----- Dokumenttext -----

Auch auf dem neuen Album „III – Temples Of Boom“ geht's weiter in Richtung Gruft, steht allein schon das Cover für Dunkelheit und Düsternis: Ganz in Dunkelblau und Schwarz gehalten, sieht man einen Kapuzenmann die Stufen zu einem Tempeleingang hinaufgehen, und auch die Stücke sind nicht viel heller, freundlicher oder gar poppiger geworden.

Unverwechselbar ist die nasale Stimme von Rapper B-Real, die sich, wie es scheint, noch quengelnder als ehedem durch die Lyrics schlängelt und sich mit dem Brummelbaß des anderen Rappers, Sen-Dog, Wortgefechte um den üblichen Scheiß auf den dunklen Seiten des Mondes liefert. Und natürlich fehlt es nicht an Hinweisen, daß „everybody must get stoned“, und Leute, die ohne Dope auf einer Party auftauchen, nicht unbedingt Sympathieträger sind.

Ganz tief und bluesig-funkig geht's hinab in die Abgründe des „mainly mental-type, dust out- gangster shit“, wie DJ Muggs den Cypress-Hill-Sound gewöhnlich nennt, und man hört nun, zu allem Überfluß, auch noch Kirchengesänge der „Buddha Monks of Hamkaimea Temple“ im Hintergrund, Stimmen, die sich abwechseln mit den obligaten amerikanischen Polizeisirenen oder den üblichen Schußsalven. Selbst ein Geschmeidigkeit versprechendes Instrument wie ein Xylophon sorgt mehr für unheilvolle Töne als lichtdurchflutete Stimmungen.

----- Extrahierte Datensätze -----

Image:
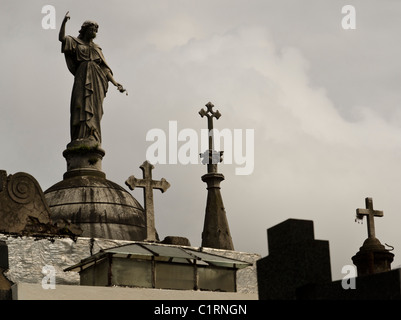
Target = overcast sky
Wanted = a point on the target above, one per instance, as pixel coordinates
(323, 101)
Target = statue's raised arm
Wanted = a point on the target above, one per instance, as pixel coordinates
(61, 35)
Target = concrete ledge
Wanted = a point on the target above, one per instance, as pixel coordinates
(29, 291)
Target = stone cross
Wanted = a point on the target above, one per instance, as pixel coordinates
(210, 156)
(210, 114)
(370, 213)
(148, 185)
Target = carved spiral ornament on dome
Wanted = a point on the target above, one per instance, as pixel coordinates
(21, 188)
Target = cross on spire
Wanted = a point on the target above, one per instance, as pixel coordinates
(370, 214)
(148, 185)
(210, 156)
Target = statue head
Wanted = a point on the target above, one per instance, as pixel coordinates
(88, 30)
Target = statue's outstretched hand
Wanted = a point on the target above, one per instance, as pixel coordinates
(67, 16)
(121, 89)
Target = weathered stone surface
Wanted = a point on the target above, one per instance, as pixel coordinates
(21, 201)
(101, 208)
(180, 241)
(24, 210)
(148, 184)
(28, 255)
(5, 284)
(216, 231)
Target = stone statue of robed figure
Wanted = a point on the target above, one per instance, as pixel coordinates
(91, 72)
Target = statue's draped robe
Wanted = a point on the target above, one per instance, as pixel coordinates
(86, 62)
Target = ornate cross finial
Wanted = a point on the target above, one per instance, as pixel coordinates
(211, 156)
(148, 185)
(370, 214)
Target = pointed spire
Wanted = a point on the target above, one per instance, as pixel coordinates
(372, 257)
(216, 232)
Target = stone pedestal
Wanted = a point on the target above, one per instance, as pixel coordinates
(99, 207)
(84, 157)
(372, 258)
(216, 232)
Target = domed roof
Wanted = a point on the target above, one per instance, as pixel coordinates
(101, 208)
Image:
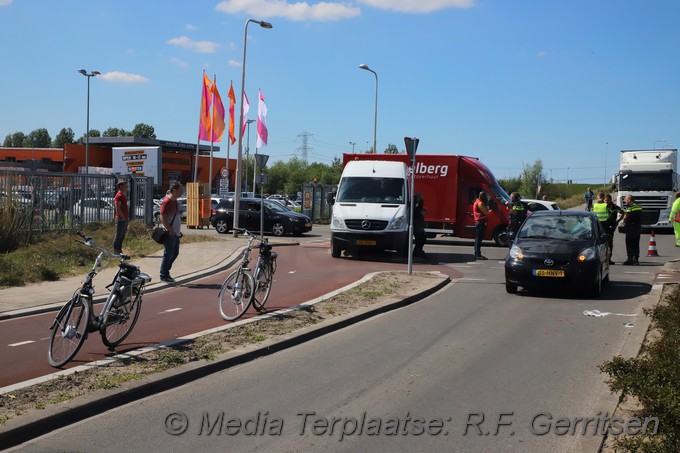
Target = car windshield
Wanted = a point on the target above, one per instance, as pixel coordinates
(562, 227)
(274, 206)
(371, 190)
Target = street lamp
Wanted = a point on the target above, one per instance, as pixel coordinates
(239, 157)
(87, 136)
(375, 115)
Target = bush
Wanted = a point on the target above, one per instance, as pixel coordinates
(14, 226)
(653, 377)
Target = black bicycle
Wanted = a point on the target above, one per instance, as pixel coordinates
(118, 317)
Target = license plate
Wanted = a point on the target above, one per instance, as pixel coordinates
(548, 273)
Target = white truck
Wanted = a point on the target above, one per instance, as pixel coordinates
(371, 208)
(651, 177)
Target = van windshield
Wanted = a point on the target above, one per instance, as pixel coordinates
(371, 190)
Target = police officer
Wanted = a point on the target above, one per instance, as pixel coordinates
(614, 216)
(518, 211)
(675, 218)
(633, 219)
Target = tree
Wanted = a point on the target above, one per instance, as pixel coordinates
(65, 136)
(529, 177)
(15, 140)
(115, 132)
(39, 138)
(391, 149)
(93, 133)
(144, 131)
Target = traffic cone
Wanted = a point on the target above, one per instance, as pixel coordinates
(652, 245)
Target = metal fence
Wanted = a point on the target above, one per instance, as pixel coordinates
(59, 201)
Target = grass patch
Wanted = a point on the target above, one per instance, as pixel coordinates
(57, 255)
(653, 379)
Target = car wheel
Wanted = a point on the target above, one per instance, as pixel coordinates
(500, 237)
(278, 229)
(222, 226)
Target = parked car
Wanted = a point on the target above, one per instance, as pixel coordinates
(559, 249)
(277, 219)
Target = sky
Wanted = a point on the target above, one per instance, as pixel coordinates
(568, 82)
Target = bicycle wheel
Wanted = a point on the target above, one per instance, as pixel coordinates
(236, 294)
(69, 331)
(263, 285)
(121, 317)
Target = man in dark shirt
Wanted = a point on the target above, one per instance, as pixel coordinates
(632, 218)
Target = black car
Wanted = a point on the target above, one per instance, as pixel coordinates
(559, 249)
(278, 220)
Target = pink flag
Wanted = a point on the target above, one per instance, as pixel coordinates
(218, 125)
(245, 108)
(204, 122)
(262, 133)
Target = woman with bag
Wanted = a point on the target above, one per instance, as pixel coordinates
(172, 222)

-----

» Zu erledigende Aufgaben
A: Fasse den Absatz der Albumrezension, der mit „Ganz tief und bluesig-funkig“ beginnt, als knappe Stichpunktliste mit seinen wesentlichen Fakten zusammen.
B: Beantworte anhand der Albumrezension die folgenden Fragen kurz:
(i) In welchen Farben ist das Albumcover gehalten?
(ii) Wie heißt der Rapper mit dem Brummelbaß, der sich Wortgefechte mit B-Real liefert?
(iii) Welches Instrument sorgt laut der Albumrezension trotz versprochener Geschmeidigkeit für unheilvolle Töne?
C: Setze die Albumrezension zu „III – Temples Of Boom“ nach ihrem letzten Satz fort.

» Antworten je Aufgabe
A:
- Der Sound führt tief und bluesig-funkig in die Abgründe dessen, was DJ Muggs gewöhnlich als Cypress-Hill-Sound bezeichnet.
- Im Hintergrund sind Kirchengesänge der „Buddha Monks of Hamkaimea Temple“ zu hören.
- Diese Gesänge wechseln sich mit den obligaten amerikanischen Polizeisirenen und den üblichen Schußsalven ab.
- Selbst ein Xylophon erzeugt eher unheilvolle Töne als lichtdurchflutete Stimmungen.

B:
(i) Dunkelblau und Schwarz
(ii) Sen-Dog
(iii) Ein Xylophon

C:
Das ist vielleicht alles ein bißchen viel der bedeutungsschwangeren Düsternis, doch so wie die Beats rauh und trocken und monoton aus der Box rollen, so unbeirrt schreiben sich Cypress Hill auch mit diesem Album ins Gedächtnis ein. Fett und feist und innerlich gefestigt, wie Buddhas halt, wissen sie, was sie tun und was sie wollen. Anders als die G- Funker verweigern sich die drei den populären, Schleimspuren hinterlassenden Sounds und Melodien, versuchen sie ihre grundsätzliche Einstellung, ihr vermeintliches oder tatsächlich gelebtes Außenseitertum auch in ihre Musik miteinzubringen.

Und komischerweise sind sie dabei nach wie vor – wahrscheinlich weil sie sich so gar niemand verschließen wollen, Kunstfertigkeit zu oft vor gelebtem Dasein auch im HipHop steht – ein für jedermann und -frau erfahrbares HipHop-Modell. Anders als beim Wu-Tang Clan, deren Produktionsgenie RZA übrigens ebenfalls auf „III – Temples Of Boom“ bei einem Stück mitgetan hat, standen und stehen Reflexionen über Korrumpierbarkeit oder Verhalten zum populären Ruhm bei ihnen nicht zur Debatte, zu sehr sind Cypress Hill mit sich selbst und dem Sporten von Marihuana beschäftigt, als daß so etwas auch noch breiten Raum in ihrem Schaffen einnehmen könnte. Gerrit Bartels

Cypress Hill: „III – Temples Of Boom“ (Columbia/Sony)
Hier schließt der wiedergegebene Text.